Reproduce every line of the rows below as a numbered list, omitting any blank lines. Leave the pictures out of your output.

-- begin PROVIDED DATA --

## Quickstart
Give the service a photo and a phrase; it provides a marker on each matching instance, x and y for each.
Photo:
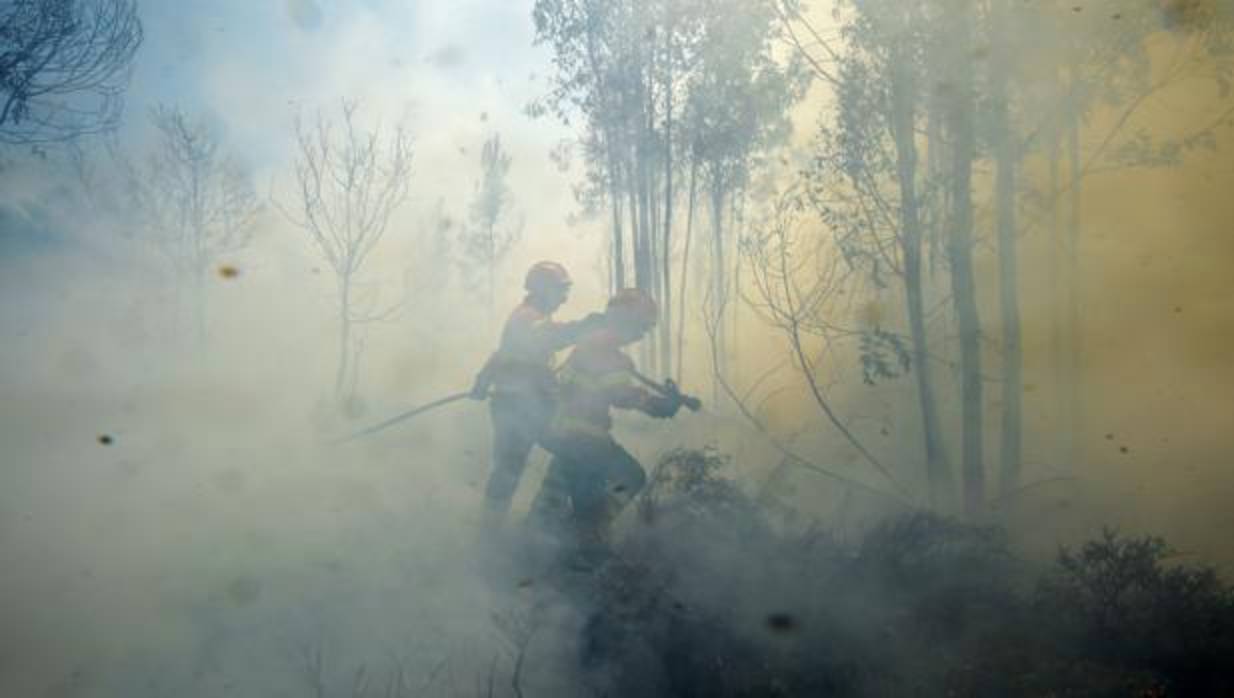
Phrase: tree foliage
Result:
(63, 67)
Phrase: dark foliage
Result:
(708, 597)
(63, 67)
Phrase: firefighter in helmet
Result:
(518, 379)
(591, 477)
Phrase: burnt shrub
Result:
(1116, 601)
(707, 596)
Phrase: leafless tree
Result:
(351, 181)
(64, 65)
(195, 201)
(797, 286)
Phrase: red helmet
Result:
(546, 276)
(633, 306)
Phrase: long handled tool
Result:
(405, 416)
(669, 389)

-- end PROVIDED DATA --

▶ **SOLVED EXERCISE**:
1. ## Quickstart
2. Give the service a photo and a phrase; it provides a marker on each matching instance, x and y for each.
3. Photo:
4. Phrase: tree foliage
5. Result:
6. (63, 67)
7. Phrase: dark foliage
8. Result:
9. (708, 597)
10. (63, 67)
11. Phrase: firefighter in helmet
12. Result:
13. (518, 379)
14. (591, 477)
15. Phrase: burnt shrub
16. Result:
17. (1116, 601)
18. (707, 596)
19. Phrase: leafless tree
20. Result:
21. (351, 181)
22. (64, 65)
23. (195, 201)
24. (797, 286)
25. Phrase: red helmet
26. Result:
27. (546, 276)
28. (633, 306)
29. Phrase: long handled tool
30. Result:
31. (405, 416)
32. (669, 389)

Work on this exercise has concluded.